#### PAGE
————————
Après l'armistice, René Mayer entame une carrière de haut fonctionnaire. Détaché au cabinet du ministre du commerce, René Clémentel, il prépare le concours d'entrée au Conseil d'Etat qu'il passe deux mois après sa démobilisation (décembre 1919). Reçu second, il est nommé auditeur au Conseil d'Etat l'année suivante. En 1923, il accède à la fonction de commissaire adjoint puis de commissaire du gouvernement auprès du Conseil d'Etat statuant au contentieux. Il est par ailleurs commissaire du gouvernement à la commission supérieure des dommages de guerre en 1924, rapporteur à la commission supérieure des bénéfices de guerre et rapporteur à la commission des économies. A l'Assemblée du Palais-Royal, où il devient maître des requêtes en 1925, il se spécialise rapidement dans les rapports entre les particuliers et l'Etat, dont le poids dans la société ne cesse d'augmenter depuis la Grande guerre. Dans le même temps, il enseigne comme maître de conférence puis comme professeur à l'Ecole libres des sciences politiques, de 1921 à 1932, chargé de préparation au concours d'entrée au Conseil d'Etat.
Le conseiller d'Etat est appelé à participer à trois cabinets ministériels en 1924-1926. Il est successivement chef de cabinet de Bovier-La-pierre, ministre des pensions, puis chef adjoint du cabinet de Pierre Laval, ministre des travaux publics dans le gouvernement Painlevé en 1925, enfin chef de cabinet d'Aimé Berthod, sous-secrétaire d'Etat à la présidence du Conseil, spécialement chargé des questions d'Alsace-Lorraine. C'est alors qu'il se passionne pour les questions de transports, devenant l'un des experts français au comité juridique de l'Organisation des communications et du transit à la Société des nations (SDN). Désigné comme administrateur du port autonome de Strasbourg de 1924 à 1928, il est nommé successivement, membre de la commission de vérification des comptes des compagnies de chemins de fer en 1924, rapporteur de la commission chargée d'étudier la réorganisation du réseau de l'Etat (ancien réseau de l'Ouest) l'année suivante, enfin secrétaire général du Conseil supérieur des chemins de fer, en 1926.
René Mayer quitte le Conseil d'Etat, avec le titre de maître des requêtes honoraire, pour entrer dans les affaires après huit années de service. Administrateur de la banque Rothschild frères, il est nommé administrateur de la Compagnie des chemins de fer du Nord en mai 1928. Il accède à la vice-présidence de cette compagnie en 1932 (son cousin Edouard de Rothschild étant président). Il entre dans d'autres conseils d'administration, comme les affaires d'électricité du groupe d'Albert Petsche et d'Ernest Mercier.
————————
Entrées d'étiquetage de position d'objets
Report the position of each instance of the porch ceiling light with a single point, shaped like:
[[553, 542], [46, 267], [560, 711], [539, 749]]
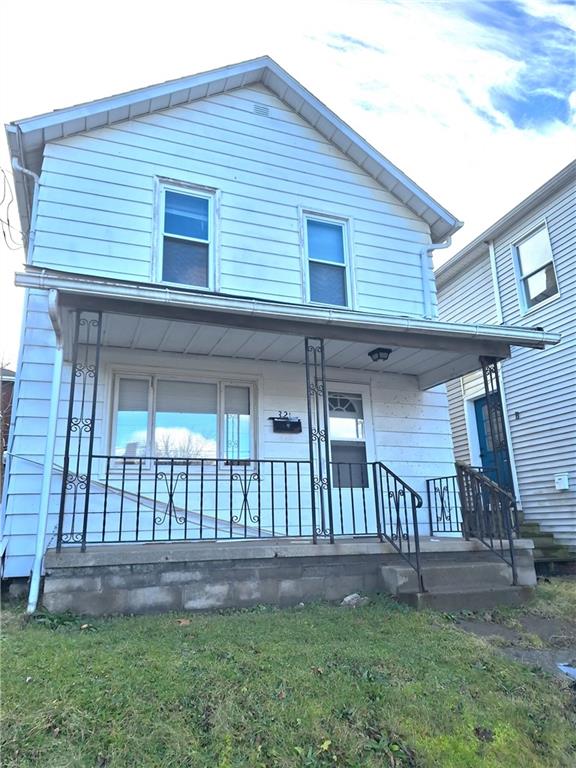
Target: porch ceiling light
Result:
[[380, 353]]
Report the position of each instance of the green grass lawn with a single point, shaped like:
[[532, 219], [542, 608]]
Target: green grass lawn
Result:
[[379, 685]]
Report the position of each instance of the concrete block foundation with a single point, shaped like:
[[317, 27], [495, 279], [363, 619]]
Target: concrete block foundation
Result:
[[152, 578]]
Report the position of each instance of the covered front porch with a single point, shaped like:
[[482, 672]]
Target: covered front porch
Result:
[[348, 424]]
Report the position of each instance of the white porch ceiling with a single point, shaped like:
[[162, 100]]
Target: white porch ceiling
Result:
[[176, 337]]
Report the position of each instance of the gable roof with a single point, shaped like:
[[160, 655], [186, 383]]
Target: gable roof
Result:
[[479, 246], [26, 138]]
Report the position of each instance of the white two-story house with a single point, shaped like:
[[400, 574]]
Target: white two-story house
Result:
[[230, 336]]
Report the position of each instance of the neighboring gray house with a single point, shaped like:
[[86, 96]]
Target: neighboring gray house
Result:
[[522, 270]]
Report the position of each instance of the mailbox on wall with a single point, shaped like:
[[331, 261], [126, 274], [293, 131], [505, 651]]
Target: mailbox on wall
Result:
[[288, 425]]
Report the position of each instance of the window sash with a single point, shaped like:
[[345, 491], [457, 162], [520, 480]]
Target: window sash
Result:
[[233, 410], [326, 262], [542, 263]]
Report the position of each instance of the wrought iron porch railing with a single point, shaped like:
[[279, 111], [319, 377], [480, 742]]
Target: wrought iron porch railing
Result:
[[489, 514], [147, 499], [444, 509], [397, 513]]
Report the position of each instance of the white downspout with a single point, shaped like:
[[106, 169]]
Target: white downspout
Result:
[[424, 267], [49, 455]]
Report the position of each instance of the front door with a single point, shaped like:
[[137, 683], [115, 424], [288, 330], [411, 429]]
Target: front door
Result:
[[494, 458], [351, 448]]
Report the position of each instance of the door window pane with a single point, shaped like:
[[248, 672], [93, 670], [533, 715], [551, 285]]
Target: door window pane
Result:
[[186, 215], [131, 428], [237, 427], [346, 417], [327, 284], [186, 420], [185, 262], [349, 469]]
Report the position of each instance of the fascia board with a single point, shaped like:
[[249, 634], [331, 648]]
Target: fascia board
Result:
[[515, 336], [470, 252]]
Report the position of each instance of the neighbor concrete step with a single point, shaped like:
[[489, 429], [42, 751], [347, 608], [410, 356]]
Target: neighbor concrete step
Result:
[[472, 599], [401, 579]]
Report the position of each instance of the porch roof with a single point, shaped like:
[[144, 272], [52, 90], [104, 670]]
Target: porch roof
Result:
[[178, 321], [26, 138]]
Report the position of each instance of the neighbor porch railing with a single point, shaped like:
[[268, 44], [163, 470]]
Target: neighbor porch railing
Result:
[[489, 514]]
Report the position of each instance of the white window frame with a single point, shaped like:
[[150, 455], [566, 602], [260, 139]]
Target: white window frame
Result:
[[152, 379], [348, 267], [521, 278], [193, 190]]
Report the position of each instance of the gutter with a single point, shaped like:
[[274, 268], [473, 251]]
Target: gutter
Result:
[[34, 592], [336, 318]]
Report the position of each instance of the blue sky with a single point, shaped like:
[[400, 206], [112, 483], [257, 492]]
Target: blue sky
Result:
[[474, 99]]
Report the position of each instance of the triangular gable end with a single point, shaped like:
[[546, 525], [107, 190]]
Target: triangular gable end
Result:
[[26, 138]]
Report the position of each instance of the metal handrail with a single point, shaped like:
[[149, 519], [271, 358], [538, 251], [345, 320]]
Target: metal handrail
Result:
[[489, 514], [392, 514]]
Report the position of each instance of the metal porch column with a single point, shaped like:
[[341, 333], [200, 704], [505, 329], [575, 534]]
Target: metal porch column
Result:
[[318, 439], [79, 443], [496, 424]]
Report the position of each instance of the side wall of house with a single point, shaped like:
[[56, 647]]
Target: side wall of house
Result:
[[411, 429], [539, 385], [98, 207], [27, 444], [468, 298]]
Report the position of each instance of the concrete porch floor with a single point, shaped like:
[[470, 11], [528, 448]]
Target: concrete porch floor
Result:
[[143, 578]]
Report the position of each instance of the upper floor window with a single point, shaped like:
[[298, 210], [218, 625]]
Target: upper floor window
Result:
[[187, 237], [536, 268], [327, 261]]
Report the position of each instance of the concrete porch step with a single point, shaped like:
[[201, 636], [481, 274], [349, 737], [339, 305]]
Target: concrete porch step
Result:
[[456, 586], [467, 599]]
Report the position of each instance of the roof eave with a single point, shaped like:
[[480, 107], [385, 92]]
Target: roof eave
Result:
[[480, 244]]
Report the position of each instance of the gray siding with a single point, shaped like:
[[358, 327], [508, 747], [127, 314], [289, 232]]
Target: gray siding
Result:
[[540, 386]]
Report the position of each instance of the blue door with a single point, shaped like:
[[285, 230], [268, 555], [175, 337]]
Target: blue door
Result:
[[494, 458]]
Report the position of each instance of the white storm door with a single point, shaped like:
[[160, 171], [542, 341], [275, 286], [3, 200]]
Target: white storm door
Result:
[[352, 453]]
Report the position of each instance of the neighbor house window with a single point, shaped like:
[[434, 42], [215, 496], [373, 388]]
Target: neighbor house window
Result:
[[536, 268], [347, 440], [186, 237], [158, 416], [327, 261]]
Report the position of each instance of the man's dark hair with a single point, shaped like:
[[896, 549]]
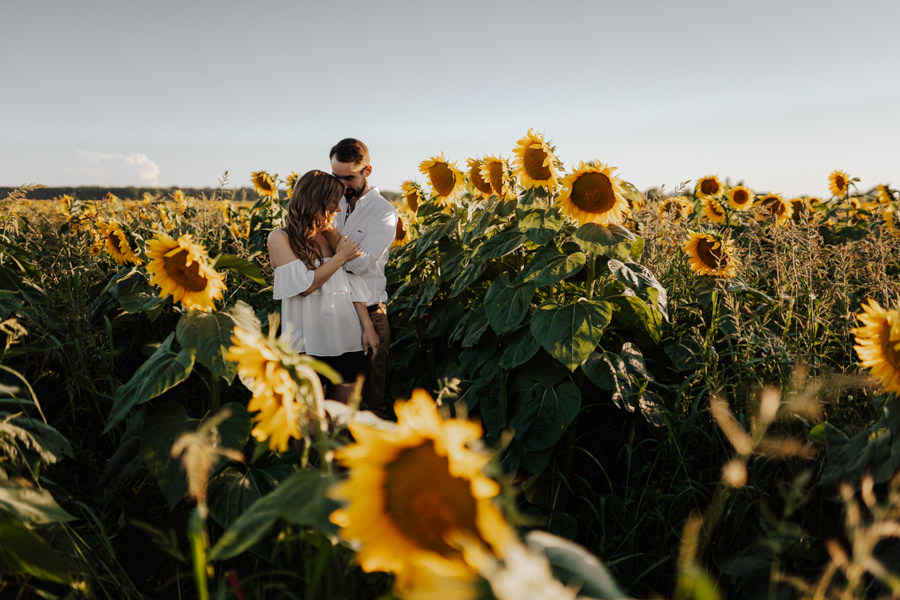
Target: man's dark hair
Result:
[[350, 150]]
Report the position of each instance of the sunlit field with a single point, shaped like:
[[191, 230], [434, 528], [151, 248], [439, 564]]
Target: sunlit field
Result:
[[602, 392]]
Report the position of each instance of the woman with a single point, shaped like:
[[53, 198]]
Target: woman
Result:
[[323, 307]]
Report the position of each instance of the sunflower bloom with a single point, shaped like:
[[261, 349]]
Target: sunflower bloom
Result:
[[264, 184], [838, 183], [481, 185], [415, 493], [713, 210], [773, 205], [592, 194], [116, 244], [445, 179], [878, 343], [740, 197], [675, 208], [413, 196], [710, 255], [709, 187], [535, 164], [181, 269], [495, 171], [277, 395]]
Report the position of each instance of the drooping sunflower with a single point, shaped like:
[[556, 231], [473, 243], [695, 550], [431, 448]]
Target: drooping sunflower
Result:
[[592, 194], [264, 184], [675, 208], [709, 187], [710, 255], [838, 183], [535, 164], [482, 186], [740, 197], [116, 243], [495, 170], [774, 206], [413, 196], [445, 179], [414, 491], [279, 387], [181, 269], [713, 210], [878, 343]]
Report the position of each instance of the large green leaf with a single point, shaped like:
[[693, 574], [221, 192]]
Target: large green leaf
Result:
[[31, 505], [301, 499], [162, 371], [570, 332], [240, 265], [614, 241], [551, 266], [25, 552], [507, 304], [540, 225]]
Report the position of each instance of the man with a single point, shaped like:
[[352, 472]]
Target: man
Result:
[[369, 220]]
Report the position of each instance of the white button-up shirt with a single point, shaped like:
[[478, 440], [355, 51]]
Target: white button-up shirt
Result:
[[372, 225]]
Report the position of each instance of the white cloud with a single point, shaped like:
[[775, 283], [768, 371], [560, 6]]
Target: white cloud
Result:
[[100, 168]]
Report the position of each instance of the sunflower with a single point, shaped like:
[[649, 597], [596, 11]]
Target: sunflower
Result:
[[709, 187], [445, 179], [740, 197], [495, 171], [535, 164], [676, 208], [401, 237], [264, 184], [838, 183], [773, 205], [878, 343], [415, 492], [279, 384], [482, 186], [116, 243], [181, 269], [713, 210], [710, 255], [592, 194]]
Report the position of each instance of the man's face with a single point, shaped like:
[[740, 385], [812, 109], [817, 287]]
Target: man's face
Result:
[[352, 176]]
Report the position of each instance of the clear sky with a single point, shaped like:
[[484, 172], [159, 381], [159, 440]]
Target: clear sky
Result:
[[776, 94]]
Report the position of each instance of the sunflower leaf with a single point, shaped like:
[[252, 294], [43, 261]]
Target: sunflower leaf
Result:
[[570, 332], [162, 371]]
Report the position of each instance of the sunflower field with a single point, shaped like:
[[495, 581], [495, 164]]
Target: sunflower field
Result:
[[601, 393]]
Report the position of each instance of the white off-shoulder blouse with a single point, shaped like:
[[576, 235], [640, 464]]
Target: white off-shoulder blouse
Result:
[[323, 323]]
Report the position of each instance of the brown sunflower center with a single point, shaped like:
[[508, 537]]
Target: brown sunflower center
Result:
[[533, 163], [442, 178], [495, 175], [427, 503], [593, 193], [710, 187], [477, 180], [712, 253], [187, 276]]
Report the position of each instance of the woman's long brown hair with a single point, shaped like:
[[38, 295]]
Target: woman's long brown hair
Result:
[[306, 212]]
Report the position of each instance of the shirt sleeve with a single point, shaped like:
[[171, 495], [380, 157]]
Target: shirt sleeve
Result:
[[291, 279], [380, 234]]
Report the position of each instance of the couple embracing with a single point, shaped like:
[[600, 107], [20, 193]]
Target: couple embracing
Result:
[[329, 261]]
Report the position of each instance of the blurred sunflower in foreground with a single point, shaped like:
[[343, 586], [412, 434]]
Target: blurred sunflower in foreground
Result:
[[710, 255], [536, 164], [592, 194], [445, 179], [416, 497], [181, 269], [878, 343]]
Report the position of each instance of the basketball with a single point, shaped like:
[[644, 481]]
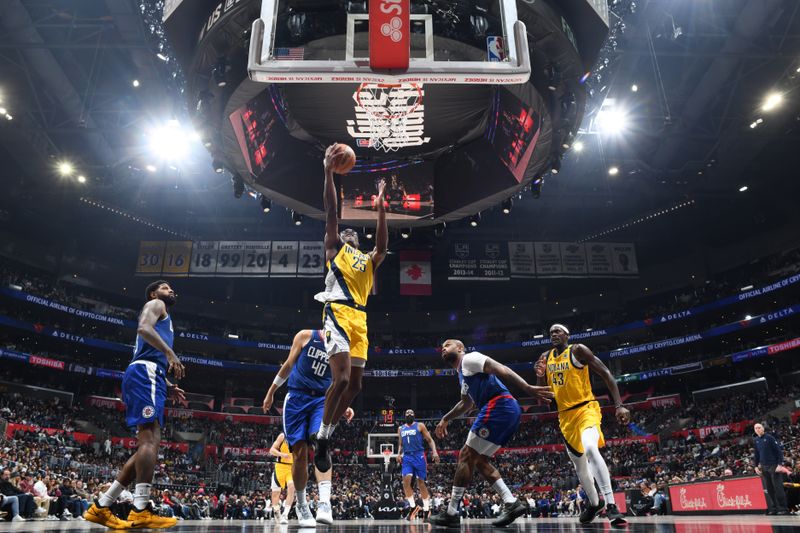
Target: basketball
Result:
————————
#### CONSIGNE
Recopiez à l'identique, dans le texte sur la carrière de René Mayer, le passage compris entre "René Mayer quitte" et "et d'Ernest Mercier.", ces deux extrémités incluses.

#### RÉPONSE COMPLÈTE
René Mayer quitte le Conseil d'Etat, avec le titre de maître des requêtes honoraire, pour entrer dans les affaires après huit années de service. Administrateur de la banque Rothschild frères, il est nommé administrateur de la Compagnie des chemins de fer du Nord en mai 1928. Il accède à la vice-présidence de cette compagnie en 1932 (son cousin Edouard de Rothschild étant président). Il entre dans d'autres conseils d'administration, comme les affaires d'électricité du groupe d'Albert Petsche et d'Ernest Mercier.